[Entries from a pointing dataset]
──────────────────────────────
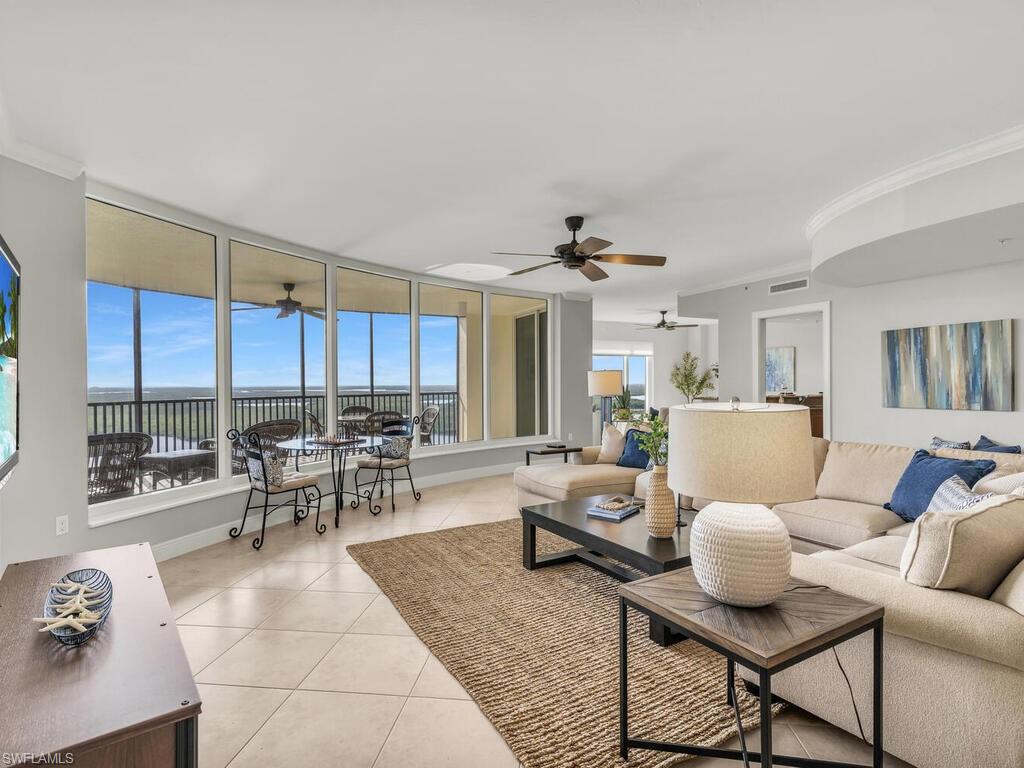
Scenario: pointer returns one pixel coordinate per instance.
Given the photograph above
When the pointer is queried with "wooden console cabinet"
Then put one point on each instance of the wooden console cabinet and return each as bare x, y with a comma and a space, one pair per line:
125, 698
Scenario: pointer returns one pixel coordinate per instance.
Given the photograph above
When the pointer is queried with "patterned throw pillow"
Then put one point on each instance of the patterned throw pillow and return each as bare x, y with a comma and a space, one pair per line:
987, 443
396, 448
953, 496
938, 442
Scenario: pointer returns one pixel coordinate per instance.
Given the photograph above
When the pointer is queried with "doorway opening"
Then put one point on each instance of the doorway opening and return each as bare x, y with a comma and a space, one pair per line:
793, 360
──────────────────────────────
DESCRIPTION OF THE TASK — Quote every line of the records above word for word, omitting the pictures.

THE RESULT —
Scenario: pointer returns one pixel coordinate per instance.
Given the photograph above
When the pointer is queried with "wooden console cabinet"
Then put one point on each instance of the wooden console cabinet and return each as bare x, y with a comma and a space, one pair per line:
125, 698
Scenario: pointer returns one pixel coordinate per instance.
Given the photograph above
When the pointer is queried with "patterned throw pillow"
Then put one point on each instance of the patterned throw pillow and return each as bare x, y with a comma and a space, one pair per line:
987, 443
396, 448
953, 496
938, 442
Scenario: pointer returns one pixel coordinate per instance.
Given the photograph above
When the pointer is queried with "doorway opening"
Then put one point on each instance of the doorway opening and return each as bare x, y with a comma and a space, one pair per line:
793, 360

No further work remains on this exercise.